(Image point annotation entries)
--------------------------------

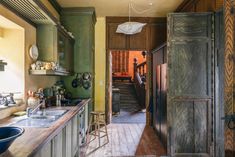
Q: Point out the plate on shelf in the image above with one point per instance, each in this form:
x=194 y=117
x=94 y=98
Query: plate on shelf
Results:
x=33 y=52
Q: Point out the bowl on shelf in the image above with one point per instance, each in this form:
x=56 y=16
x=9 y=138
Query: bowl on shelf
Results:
x=8 y=135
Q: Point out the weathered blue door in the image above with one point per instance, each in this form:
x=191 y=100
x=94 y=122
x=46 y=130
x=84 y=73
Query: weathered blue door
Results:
x=190 y=84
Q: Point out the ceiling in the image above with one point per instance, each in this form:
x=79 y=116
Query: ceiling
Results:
x=154 y=8
x=8 y=24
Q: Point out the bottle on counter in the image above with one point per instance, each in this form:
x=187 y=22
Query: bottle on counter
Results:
x=58 y=100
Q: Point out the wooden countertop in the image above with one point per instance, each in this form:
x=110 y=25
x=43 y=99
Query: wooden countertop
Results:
x=33 y=139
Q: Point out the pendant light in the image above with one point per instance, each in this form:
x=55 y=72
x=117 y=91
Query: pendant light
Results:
x=129 y=27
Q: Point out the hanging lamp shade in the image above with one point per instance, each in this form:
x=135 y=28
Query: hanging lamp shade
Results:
x=130 y=28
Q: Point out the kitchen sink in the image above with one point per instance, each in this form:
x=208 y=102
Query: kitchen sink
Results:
x=41 y=119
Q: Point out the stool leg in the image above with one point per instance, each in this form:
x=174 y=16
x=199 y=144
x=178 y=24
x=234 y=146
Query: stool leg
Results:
x=88 y=131
x=106 y=130
x=98 y=123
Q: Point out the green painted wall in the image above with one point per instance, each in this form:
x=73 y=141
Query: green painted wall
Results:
x=81 y=22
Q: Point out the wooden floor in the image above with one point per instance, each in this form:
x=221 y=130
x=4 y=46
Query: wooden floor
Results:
x=127 y=140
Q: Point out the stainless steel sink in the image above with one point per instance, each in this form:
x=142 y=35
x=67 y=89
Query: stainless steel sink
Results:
x=42 y=119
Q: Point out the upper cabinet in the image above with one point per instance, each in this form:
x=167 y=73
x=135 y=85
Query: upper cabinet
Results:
x=55 y=45
x=151 y=36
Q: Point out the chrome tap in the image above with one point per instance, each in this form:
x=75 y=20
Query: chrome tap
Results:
x=30 y=111
x=4 y=100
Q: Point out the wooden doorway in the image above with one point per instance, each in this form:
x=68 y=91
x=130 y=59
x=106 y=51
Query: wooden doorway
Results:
x=121 y=75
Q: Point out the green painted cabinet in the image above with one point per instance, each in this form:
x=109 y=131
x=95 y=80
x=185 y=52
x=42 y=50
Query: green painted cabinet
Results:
x=81 y=22
x=55 y=45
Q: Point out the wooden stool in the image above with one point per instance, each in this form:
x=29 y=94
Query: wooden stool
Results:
x=97 y=119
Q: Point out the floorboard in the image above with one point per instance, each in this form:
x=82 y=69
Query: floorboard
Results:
x=126 y=140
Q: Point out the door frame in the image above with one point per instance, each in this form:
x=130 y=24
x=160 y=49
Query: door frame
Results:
x=108 y=91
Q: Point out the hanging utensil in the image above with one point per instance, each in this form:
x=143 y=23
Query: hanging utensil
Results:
x=75 y=82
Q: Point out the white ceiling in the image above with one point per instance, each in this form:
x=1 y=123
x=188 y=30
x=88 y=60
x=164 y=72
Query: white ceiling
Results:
x=159 y=8
x=8 y=24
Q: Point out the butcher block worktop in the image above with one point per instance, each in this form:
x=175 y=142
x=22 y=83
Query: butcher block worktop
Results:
x=33 y=139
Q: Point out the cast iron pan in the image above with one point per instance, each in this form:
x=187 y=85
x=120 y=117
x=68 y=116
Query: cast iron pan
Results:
x=75 y=82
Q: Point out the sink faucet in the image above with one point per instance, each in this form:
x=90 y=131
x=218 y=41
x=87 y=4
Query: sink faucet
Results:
x=4 y=101
x=30 y=111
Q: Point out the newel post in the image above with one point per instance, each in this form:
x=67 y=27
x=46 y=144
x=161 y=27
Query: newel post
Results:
x=135 y=68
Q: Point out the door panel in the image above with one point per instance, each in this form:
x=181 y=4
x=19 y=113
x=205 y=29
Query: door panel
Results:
x=158 y=99
x=190 y=93
x=192 y=58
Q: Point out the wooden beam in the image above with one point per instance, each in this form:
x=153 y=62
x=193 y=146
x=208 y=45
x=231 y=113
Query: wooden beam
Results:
x=56 y=5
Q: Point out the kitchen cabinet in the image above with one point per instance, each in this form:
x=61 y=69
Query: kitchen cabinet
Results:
x=46 y=150
x=81 y=22
x=65 y=50
x=55 y=45
x=58 y=145
x=67 y=142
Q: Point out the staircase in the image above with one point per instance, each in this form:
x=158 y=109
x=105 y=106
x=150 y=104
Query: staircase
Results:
x=128 y=100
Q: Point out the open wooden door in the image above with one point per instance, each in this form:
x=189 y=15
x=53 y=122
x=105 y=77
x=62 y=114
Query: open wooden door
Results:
x=190 y=84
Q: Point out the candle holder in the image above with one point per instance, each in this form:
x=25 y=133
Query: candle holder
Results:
x=230 y=121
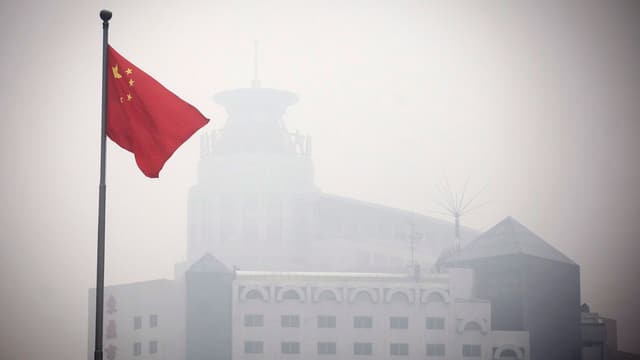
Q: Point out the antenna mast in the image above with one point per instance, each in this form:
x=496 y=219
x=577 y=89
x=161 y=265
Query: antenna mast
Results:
x=255 y=83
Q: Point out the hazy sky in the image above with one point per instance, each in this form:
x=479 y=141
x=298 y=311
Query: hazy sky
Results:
x=539 y=101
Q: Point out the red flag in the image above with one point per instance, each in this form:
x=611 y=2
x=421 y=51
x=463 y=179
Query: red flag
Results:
x=144 y=117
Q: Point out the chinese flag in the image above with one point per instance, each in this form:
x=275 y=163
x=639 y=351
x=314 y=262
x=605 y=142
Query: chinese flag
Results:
x=144 y=117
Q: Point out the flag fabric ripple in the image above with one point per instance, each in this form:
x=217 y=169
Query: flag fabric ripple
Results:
x=144 y=117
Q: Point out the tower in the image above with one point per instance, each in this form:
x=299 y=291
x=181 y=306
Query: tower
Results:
x=253 y=179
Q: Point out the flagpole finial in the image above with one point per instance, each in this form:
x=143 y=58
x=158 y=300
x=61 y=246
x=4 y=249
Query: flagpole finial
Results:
x=256 y=82
x=105 y=15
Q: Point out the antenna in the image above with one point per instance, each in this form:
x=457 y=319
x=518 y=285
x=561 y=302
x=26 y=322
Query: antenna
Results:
x=413 y=237
x=458 y=204
x=255 y=83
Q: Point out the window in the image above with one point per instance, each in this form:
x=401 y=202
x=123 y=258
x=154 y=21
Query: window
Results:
x=137 y=349
x=472 y=326
x=399 y=349
x=399 y=322
x=153 y=320
x=290 y=321
x=325 y=348
x=137 y=322
x=290 y=347
x=290 y=295
x=435 y=349
x=253 y=347
x=254 y=295
x=471 y=350
x=362 y=322
x=326 y=321
x=362 y=349
x=254 y=320
x=434 y=323
x=327 y=295
x=153 y=347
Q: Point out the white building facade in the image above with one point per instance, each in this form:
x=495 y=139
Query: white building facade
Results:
x=369 y=316
x=305 y=315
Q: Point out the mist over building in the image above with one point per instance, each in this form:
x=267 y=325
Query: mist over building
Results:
x=277 y=268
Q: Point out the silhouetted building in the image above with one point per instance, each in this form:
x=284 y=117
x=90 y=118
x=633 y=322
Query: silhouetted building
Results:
x=256 y=191
x=213 y=313
x=531 y=287
x=599 y=336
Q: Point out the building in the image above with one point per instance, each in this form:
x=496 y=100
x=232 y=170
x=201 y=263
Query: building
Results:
x=256 y=189
x=531 y=286
x=507 y=294
x=599 y=336
x=215 y=313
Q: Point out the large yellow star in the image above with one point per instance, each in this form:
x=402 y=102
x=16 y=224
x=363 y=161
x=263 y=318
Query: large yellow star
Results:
x=116 y=74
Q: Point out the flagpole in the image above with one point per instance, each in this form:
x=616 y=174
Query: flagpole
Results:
x=105 y=15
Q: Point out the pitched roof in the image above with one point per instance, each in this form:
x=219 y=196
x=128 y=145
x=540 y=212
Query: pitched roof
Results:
x=208 y=263
x=509 y=237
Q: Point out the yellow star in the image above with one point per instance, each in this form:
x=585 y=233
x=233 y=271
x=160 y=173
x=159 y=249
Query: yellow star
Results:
x=116 y=74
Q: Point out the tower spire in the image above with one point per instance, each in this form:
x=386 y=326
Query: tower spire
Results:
x=255 y=83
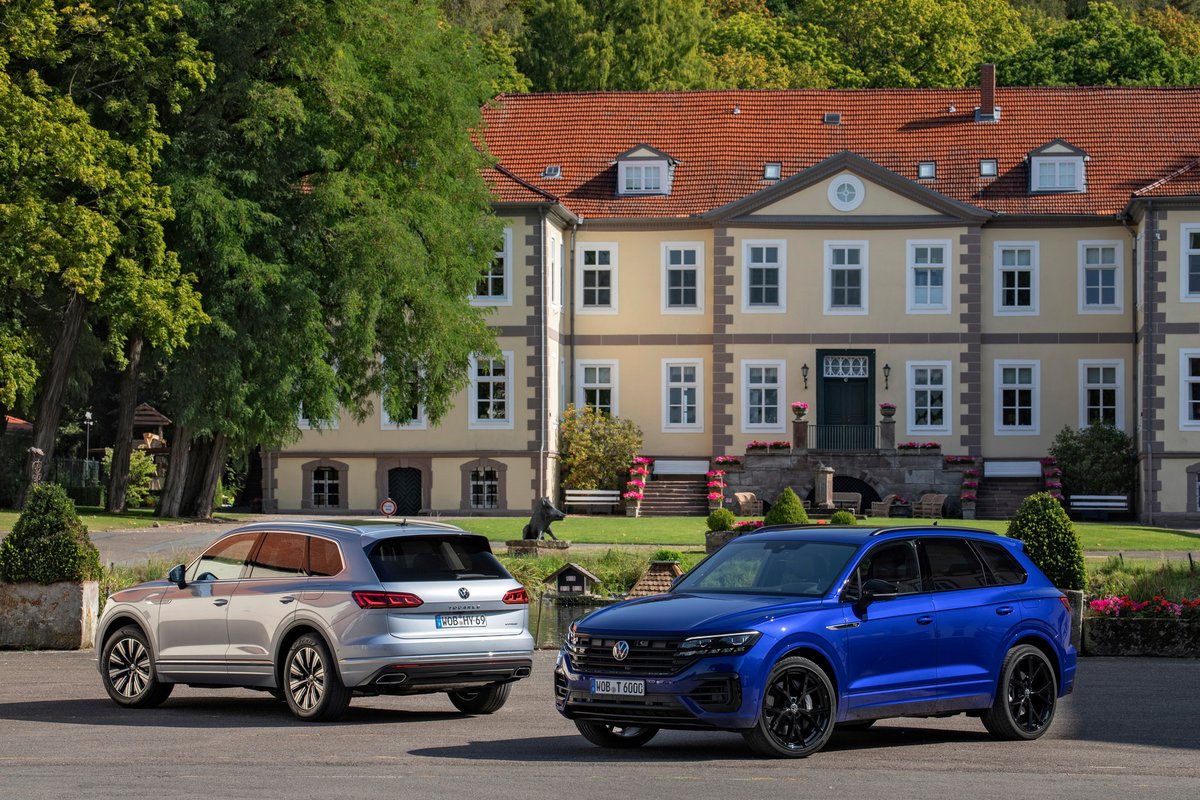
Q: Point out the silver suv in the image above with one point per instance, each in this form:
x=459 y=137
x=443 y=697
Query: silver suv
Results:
x=315 y=613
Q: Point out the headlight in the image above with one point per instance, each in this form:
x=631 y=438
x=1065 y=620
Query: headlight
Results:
x=721 y=644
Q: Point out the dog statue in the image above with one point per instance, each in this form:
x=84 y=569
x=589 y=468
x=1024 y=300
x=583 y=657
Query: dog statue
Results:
x=544 y=513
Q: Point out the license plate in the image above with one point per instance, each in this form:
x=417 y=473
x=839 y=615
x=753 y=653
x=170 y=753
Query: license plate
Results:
x=461 y=620
x=617 y=686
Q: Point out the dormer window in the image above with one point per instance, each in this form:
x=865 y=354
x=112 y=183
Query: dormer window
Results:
x=645 y=170
x=1057 y=167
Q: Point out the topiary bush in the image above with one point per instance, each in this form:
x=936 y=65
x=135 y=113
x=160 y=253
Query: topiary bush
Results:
x=721 y=519
x=48 y=543
x=1050 y=540
x=787 y=510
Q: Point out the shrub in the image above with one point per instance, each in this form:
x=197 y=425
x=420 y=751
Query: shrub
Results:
x=721 y=519
x=48 y=542
x=1050 y=540
x=786 y=511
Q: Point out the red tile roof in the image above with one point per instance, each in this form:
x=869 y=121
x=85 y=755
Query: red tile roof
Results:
x=1134 y=138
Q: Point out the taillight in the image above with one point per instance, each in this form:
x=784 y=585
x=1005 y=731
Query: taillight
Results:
x=516 y=596
x=387 y=600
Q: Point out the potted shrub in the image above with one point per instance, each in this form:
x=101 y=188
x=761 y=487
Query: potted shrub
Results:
x=49 y=573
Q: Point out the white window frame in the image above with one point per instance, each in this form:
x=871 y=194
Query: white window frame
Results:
x=1117 y=277
x=999 y=308
x=947 y=426
x=1032 y=429
x=780 y=404
x=1186 y=354
x=865 y=274
x=665 y=298
x=781 y=306
x=611 y=247
x=473 y=421
x=615 y=382
x=683 y=427
x=1185 y=251
x=1084 y=364
x=911 y=305
x=505 y=299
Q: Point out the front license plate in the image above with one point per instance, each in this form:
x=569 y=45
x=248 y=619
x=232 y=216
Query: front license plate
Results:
x=619 y=687
x=461 y=620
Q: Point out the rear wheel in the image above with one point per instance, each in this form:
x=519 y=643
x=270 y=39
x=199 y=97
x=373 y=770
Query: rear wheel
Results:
x=311 y=684
x=607 y=734
x=798 y=709
x=1025 y=698
x=487 y=699
x=129 y=673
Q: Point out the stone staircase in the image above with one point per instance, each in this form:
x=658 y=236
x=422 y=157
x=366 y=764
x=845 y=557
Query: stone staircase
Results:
x=1000 y=497
x=682 y=498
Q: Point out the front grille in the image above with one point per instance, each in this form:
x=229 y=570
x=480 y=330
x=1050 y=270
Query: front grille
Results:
x=593 y=655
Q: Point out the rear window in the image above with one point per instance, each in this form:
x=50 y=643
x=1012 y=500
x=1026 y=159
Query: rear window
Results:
x=435 y=558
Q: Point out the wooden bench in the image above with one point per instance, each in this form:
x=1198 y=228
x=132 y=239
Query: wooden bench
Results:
x=610 y=498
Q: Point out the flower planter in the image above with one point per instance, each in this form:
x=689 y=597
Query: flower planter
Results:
x=53 y=617
x=1114 y=636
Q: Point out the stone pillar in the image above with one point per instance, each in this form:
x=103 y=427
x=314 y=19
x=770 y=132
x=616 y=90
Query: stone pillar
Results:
x=887 y=434
x=822 y=486
x=801 y=435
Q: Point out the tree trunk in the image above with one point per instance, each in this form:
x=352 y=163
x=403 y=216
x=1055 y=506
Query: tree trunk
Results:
x=119 y=476
x=177 y=474
x=205 y=497
x=49 y=402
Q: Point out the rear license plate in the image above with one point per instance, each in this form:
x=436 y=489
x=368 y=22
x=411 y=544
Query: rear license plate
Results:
x=461 y=620
x=619 y=687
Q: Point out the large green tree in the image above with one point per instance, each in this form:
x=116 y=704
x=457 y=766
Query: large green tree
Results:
x=330 y=199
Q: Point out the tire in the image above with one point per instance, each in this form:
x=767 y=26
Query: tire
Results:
x=313 y=690
x=798 y=710
x=129 y=673
x=1026 y=696
x=607 y=734
x=487 y=699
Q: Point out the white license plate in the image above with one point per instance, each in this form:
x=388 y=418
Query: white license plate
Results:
x=619 y=687
x=461 y=620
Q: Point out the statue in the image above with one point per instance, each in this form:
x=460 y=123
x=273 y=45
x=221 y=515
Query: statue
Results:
x=544 y=513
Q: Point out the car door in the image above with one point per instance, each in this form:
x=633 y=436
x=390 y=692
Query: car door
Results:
x=973 y=619
x=192 y=630
x=264 y=602
x=892 y=651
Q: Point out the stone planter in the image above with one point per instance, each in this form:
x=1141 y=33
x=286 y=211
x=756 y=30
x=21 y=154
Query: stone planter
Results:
x=54 y=617
x=1114 y=636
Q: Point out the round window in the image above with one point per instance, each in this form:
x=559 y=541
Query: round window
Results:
x=846 y=193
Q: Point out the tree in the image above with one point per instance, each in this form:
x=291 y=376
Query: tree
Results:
x=330 y=200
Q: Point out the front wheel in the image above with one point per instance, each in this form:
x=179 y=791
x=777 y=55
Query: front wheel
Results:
x=487 y=699
x=798 y=709
x=1026 y=696
x=607 y=734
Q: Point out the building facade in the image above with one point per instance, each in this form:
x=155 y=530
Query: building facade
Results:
x=996 y=263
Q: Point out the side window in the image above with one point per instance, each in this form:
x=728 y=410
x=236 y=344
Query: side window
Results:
x=324 y=558
x=225 y=560
x=953 y=565
x=894 y=564
x=281 y=555
x=1005 y=569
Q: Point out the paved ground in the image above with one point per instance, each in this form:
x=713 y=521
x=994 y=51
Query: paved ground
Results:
x=1128 y=732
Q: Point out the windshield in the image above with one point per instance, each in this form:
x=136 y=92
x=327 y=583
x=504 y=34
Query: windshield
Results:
x=771 y=567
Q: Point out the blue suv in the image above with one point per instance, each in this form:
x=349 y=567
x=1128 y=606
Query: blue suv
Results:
x=787 y=633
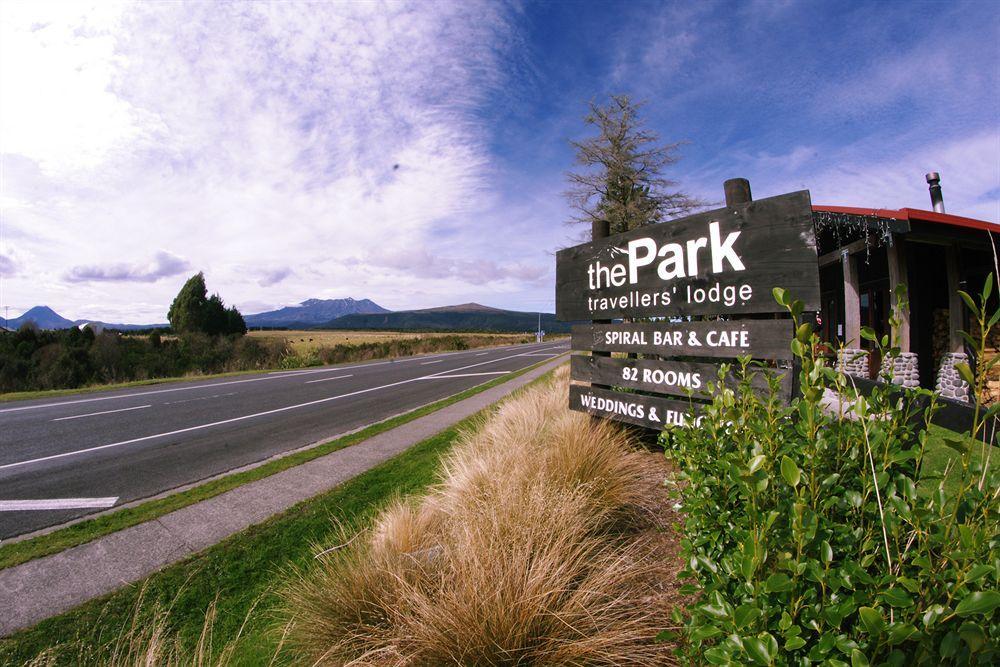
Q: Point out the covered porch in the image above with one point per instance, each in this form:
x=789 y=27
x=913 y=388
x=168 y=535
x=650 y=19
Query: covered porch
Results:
x=864 y=254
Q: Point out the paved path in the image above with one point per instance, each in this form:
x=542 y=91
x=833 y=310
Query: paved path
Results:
x=49 y=586
x=68 y=457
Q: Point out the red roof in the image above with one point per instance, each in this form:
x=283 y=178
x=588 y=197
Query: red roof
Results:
x=913 y=214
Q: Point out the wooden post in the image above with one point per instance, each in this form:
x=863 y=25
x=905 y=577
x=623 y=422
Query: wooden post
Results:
x=898 y=276
x=852 y=302
x=600 y=229
x=955 y=319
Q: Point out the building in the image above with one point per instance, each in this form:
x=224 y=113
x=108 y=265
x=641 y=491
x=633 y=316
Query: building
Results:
x=865 y=253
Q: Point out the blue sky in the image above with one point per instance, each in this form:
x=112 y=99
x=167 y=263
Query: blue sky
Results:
x=414 y=153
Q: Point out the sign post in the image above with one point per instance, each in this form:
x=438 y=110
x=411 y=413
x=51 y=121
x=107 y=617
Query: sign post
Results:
x=664 y=280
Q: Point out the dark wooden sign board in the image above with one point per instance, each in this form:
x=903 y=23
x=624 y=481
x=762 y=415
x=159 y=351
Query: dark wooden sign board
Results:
x=677 y=378
x=650 y=411
x=719 y=263
x=724 y=261
x=761 y=339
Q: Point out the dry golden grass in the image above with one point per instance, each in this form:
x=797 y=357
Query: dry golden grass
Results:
x=526 y=553
x=304 y=342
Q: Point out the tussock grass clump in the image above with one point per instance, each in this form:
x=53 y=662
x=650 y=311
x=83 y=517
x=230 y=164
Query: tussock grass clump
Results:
x=525 y=553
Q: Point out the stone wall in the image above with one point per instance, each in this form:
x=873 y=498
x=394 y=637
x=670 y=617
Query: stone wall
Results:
x=949 y=383
x=852 y=361
x=902 y=370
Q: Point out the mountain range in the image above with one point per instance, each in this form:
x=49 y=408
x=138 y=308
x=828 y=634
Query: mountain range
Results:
x=46 y=318
x=463 y=317
x=312 y=312
x=347 y=314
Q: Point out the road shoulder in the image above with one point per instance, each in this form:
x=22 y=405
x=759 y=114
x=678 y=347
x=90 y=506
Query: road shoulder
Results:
x=103 y=565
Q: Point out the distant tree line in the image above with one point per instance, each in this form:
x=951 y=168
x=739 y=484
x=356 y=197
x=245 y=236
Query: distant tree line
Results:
x=207 y=338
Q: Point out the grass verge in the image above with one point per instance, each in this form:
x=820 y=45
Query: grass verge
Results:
x=237 y=576
x=16 y=553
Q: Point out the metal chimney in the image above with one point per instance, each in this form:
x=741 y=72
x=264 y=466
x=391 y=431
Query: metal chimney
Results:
x=934 y=185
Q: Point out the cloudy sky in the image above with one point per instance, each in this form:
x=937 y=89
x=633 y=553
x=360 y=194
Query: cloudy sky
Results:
x=414 y=153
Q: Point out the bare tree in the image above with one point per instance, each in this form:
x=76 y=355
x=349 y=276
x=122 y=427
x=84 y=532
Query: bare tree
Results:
x=622 y=177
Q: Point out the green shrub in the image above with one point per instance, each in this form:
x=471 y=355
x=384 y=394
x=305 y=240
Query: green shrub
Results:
x=816 y=538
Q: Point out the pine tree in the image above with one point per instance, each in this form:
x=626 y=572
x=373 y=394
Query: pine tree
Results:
x=189 y=308
x=194 y=311
x=236 y=324
x=623 y=180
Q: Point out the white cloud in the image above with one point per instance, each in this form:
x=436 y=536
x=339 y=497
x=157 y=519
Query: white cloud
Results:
x=286 y=136
x=163 y=265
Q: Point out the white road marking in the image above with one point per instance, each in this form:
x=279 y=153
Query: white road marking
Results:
x=339 y=377
x=244 y=417
x=105 y=412
x=57 y=504
x=200 y=398
x=445 y=377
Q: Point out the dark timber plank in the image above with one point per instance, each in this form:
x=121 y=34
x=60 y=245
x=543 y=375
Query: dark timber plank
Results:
x=774 y=242
x=668 y=377
x=649 y=411
x=762 y=339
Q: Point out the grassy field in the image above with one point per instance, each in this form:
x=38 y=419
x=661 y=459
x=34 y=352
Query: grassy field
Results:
x=15 y=553
x=304 y=342
x=239 y=577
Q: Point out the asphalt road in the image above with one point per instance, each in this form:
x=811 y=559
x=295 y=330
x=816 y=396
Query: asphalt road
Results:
x=79 y=454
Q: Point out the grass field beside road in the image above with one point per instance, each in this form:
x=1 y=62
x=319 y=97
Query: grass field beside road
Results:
x=239 y=576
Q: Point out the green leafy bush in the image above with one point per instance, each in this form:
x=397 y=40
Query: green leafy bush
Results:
x=813 y=536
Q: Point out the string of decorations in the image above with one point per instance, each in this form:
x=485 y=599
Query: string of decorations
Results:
x=847 y=227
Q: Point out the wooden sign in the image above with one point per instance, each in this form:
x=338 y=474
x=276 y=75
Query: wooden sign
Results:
x=723 y=264
x=677 y=378
x=650 y=411
x=761 y=339
x=724 y=261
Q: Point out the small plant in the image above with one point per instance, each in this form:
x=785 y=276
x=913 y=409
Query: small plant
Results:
x=817 y=536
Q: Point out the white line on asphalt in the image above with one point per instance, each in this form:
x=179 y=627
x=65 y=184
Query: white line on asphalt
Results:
x=244 y=417
x=200 y=398
x=105 y=412
x=339 y=377
x=57 y=504
x=271 y=376
x=445 y=377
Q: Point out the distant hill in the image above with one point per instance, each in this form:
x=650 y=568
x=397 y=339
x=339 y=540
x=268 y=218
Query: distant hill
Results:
x=464 y=317
x=44 y=317
x=311 y=312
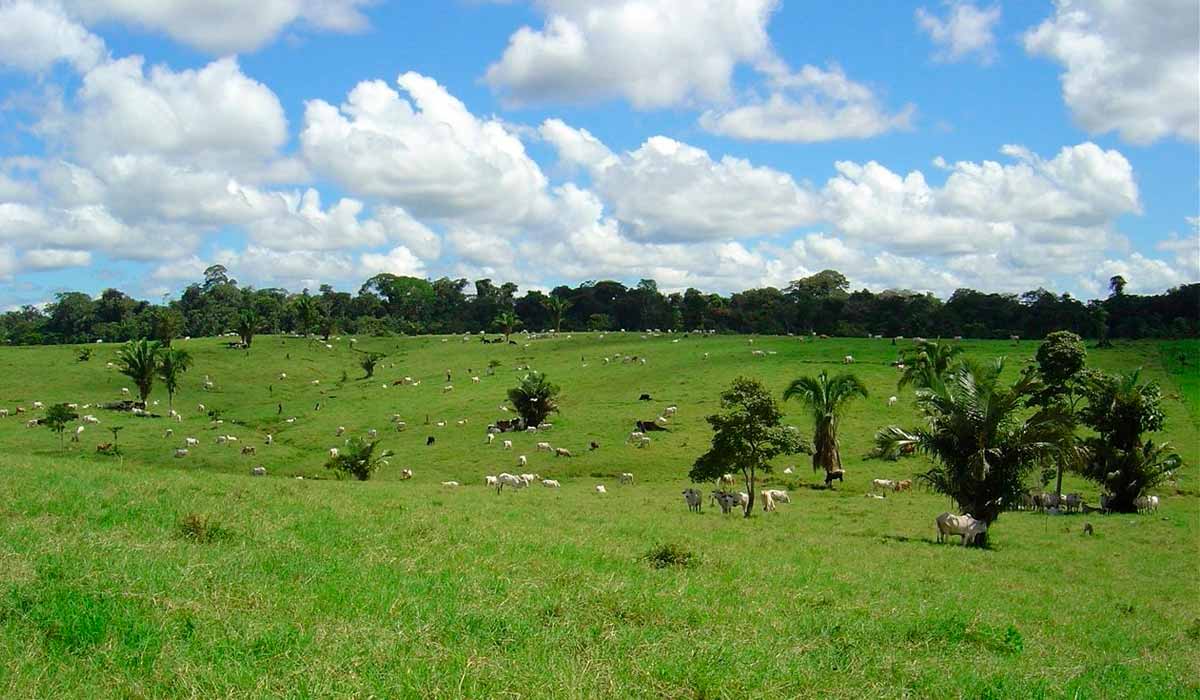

--------------------------------

What is asked> Rewrite the stretch from the line containing "Q: Point out the round" through the line containing "x=771 y=567", swapping every "Results" for "Matches" and leaving everything else unchanged.

Answer to this exercise>
Q: Point out the round window in the image above with one point per instance, each in this form:
x=559 y=541
Query: round window
Matches:
x=846 y=193
Q: Point out the tree in the image above with one point per instance, each in this form:
x=291 y=376
Query: tree
Matches:
x=330 y=200
Q: Point out the front wheel in the image above with one point per instance, each in this form:
x=179 y=791
x=777 y=55
Query: front wheel
Matches:
x=487 y=699
x=798 y=709
x=1026 y=696
x=607 y=734
Q: Point out the building facade in the image above with one point per instance, each in this form:
x=155 y=530
Query: building facade
Matches:
x=996 y=263
Q: Point out the side window in the image above with one point per instance, each in this form:
x=728 y=410
x=236 y=344
Query: side window
Matches:
x=324 y=558
x=225 y=560
x=953 y=565
x=894 y=564
x=281 y=555
x=1005 y=569
Q: Point out the paved ground in the image above with one point per instance, each in this form:
x=713 y=521
x=994 y=51
Query: paved ground
Matches:
x=1128 y=732
Q: Point out the windshield in the image above with one point per instance, each in this form:
x=136 y=92
x=327 y=583
x=504 y=34
Query: windshield
Matches:
x=771 y=567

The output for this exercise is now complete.